Prompt » Extract the final stretch of the data: the line that contains "Note: mark the street" and every line after it, unaltered, and no other lines.

Supplied data »
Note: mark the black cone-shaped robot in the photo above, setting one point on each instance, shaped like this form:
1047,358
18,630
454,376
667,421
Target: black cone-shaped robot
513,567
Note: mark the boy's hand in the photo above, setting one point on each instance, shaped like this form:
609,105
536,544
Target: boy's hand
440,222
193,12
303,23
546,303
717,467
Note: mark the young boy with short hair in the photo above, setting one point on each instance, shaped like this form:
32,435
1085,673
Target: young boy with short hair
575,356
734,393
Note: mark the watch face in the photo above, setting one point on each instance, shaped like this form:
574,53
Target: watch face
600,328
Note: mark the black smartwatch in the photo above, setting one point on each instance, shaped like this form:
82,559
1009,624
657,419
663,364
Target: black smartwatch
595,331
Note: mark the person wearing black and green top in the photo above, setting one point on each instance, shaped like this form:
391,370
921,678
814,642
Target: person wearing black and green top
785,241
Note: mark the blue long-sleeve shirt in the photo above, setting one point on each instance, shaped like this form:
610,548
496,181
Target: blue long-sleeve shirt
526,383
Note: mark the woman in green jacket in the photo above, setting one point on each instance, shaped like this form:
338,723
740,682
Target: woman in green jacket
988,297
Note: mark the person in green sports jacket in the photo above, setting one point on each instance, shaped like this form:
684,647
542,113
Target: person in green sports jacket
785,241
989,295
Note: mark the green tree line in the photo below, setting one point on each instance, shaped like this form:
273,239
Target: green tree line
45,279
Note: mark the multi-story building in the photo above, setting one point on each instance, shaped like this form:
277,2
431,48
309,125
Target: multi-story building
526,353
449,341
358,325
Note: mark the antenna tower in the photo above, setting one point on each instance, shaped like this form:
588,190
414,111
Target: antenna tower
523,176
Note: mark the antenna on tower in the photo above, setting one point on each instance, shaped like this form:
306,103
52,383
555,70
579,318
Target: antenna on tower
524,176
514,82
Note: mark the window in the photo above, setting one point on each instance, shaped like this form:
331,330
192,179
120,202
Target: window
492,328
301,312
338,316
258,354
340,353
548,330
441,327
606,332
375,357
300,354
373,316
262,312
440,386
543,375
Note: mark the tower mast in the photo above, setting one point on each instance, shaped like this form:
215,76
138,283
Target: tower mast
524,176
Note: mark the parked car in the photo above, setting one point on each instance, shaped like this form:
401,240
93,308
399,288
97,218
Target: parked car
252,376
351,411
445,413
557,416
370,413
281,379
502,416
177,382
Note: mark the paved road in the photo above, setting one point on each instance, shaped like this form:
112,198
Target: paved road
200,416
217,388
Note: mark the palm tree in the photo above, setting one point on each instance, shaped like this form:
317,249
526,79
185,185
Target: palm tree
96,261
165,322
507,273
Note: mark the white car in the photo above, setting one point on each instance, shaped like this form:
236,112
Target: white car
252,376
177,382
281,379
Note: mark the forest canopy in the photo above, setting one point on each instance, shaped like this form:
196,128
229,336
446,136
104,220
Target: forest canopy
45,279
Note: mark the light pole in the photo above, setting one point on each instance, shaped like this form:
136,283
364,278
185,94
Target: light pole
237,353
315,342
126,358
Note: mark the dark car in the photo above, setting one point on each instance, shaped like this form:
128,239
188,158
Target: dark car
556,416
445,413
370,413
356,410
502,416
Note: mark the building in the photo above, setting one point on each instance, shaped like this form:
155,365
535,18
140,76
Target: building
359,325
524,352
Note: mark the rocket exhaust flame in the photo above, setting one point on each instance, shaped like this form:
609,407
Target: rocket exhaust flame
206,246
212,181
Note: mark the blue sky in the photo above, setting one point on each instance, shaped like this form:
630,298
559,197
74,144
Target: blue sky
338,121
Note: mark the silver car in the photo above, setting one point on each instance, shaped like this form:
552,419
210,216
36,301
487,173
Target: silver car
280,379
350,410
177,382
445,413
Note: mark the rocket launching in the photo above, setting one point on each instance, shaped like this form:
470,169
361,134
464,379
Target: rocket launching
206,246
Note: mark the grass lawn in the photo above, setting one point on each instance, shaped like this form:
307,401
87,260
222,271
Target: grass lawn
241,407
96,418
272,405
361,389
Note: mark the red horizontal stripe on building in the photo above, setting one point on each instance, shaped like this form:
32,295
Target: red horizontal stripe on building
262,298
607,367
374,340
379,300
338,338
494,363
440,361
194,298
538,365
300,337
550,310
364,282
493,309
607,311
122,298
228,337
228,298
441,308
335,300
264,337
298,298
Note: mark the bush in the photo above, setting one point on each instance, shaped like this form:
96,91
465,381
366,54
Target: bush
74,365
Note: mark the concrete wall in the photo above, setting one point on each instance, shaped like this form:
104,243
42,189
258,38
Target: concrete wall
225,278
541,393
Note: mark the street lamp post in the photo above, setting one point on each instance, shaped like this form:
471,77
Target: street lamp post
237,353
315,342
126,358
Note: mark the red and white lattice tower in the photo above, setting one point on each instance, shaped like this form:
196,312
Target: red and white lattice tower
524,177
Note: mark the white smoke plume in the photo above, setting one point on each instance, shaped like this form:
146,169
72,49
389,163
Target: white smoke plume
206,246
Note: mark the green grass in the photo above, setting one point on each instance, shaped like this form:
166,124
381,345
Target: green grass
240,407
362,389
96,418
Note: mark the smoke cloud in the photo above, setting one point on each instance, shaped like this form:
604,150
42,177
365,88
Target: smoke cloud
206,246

The output »
Note: mark the street lamp post in the photo above, setting one point on each instance, shaped like this form:
471,77
Target: street lamp post
237,353
315,342
126,358
Note: mark the red and white lattice tower in the photo above, setting one point on each instance, shaped like this form:
196,312
Target: red and white lattice tower
524,177
Note: mark the white smoke plume in the photo above, setting one point on each instance, shaped like this form:
146,169
72,49
389,163
Target: white smoke plume
206,246
Note: mark the green grass in the photo above, setting one point on each instance, shaped like this form:
166,124
381,345
Target: green grass
240,407
362,389
96,418
Note: mark the smoke cloud in the photo above, setting one point on each instance, shaped like this form:
604,150
42,177
365,88
Target: smoke cloud
206,246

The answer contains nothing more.